• Passage shown:
━━━━

The session was not successful. Lester was in one of his talkative moods and gave neither Ray nor myself much chance to do anything but stare at the ceiling, and Susskind had a list of questions, silly in themselves, from which he lacked the wit to depart. It meant that all the interesting starts that any of us made were muffled and killed when he asked the next silly question.
7
For a while I had still another column going; this one with Cavalier. Cavalier had a section in which different people spent a few hundred words expressing some abrasive opinion of theirs, and I had a lot of abrasive opinions. They wanted me, therefore, to air one of them every once in a while.
My first article for them was written on October 11, 1965, and dealt with long hair, something that was already becoming the mark of rebellious youth. I pointed out that the conservatives objected to long hair on a young man because, among other things, it made him look like a young woman. Nevertheless, one clear distinction between the faces of the sexes was the beard, which the male could grow and the female could not. Yet the conservatives objected to beards, too.
What it amounted to was that conservatives wanted the male to shave his face so that he would remove the natural distinction between himself and the female, and then to cut the hair on his head to set up a nonnatural distinction.
My second article supported the anti-Vietnam War stand with sardonic sarcasm against the double-talk of the prowar multitude.
I looked forward to many months of making fun of knee-jerk conservative attitudes, but, alas, Cavalier changed owners and policies, and I only managed to get four or five articles into it before they went off somewhere else.

━━━━

• Material supplied:
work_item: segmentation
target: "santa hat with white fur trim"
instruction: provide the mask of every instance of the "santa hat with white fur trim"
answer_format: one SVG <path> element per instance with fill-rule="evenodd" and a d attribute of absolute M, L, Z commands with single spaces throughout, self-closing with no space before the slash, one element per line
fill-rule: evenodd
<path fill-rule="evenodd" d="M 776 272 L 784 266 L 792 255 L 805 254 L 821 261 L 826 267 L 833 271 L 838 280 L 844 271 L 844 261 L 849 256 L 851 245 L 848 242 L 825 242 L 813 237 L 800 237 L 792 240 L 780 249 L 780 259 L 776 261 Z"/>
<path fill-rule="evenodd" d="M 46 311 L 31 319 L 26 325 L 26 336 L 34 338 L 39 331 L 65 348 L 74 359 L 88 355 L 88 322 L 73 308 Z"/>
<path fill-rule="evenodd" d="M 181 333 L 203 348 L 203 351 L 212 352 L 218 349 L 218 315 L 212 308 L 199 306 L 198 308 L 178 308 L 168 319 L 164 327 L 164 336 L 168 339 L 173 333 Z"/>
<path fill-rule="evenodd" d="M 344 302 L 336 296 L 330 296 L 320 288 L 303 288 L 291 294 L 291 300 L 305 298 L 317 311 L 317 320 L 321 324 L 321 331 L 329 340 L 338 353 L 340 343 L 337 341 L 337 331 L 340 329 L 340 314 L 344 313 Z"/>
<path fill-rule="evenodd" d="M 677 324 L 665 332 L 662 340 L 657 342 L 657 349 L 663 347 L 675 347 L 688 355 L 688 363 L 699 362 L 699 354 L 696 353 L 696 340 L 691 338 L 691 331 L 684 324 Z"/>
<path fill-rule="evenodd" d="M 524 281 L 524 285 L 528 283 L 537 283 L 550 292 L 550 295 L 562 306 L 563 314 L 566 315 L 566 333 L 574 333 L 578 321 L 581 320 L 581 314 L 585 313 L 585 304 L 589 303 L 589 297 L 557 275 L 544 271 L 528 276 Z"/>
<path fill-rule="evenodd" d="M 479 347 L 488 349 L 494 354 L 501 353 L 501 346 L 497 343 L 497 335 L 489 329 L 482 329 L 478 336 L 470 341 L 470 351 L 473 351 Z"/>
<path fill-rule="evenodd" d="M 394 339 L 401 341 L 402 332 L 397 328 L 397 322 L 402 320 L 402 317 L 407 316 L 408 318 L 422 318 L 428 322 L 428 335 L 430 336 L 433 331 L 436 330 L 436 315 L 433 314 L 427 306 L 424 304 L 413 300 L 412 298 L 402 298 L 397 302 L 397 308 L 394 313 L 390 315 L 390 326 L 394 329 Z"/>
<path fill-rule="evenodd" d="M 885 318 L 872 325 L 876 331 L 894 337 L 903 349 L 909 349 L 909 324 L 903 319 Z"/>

━━━━

• Required work:
[1] Write out the part of the memoir passage starting at "My first article" and ending at "to beards, too.".
[2] Answer each question from the memoir passage, one line per answer:
(a) On what date was the first article for Cavalier written?
(b) Who had a list of questions at the session?
(c) How many articles got into Cavalier before it changed course?
[3] For each statement, say yes or no to whether it agrees with the memoir passage, and quote the words that decide it.
(a) The second Cavalier article backed the Vietnam War.
(b) Lester was talkative during the session.
(c) The Cavalier section gave each person a few thousand words for an opinion.

• Solutions to the exercise:
[1]
My first article for them was written on October 11, 1965, and dealt with long hair, something that was already becoming the mark of rebellious youth. I pointed out that the conservatives objected to long hair on a young man because, among other things, it made him look like a young woman. Nevertheless, one clear distinction between the faces of the sexes was the beard, which the male could grow and the female could not. Yet the conservatives objected to beards, too.

[2]
(a) October 11, 1965
(b) Susskind
(c) Four or five

[3]
(a) No: "My second article supported the anti-Vietnam War stand"
(b) Yes: "Lester was in one of his talkative moods"
(c) No: "different people spent a few hundred words expressing some abrasive opinion of theirs"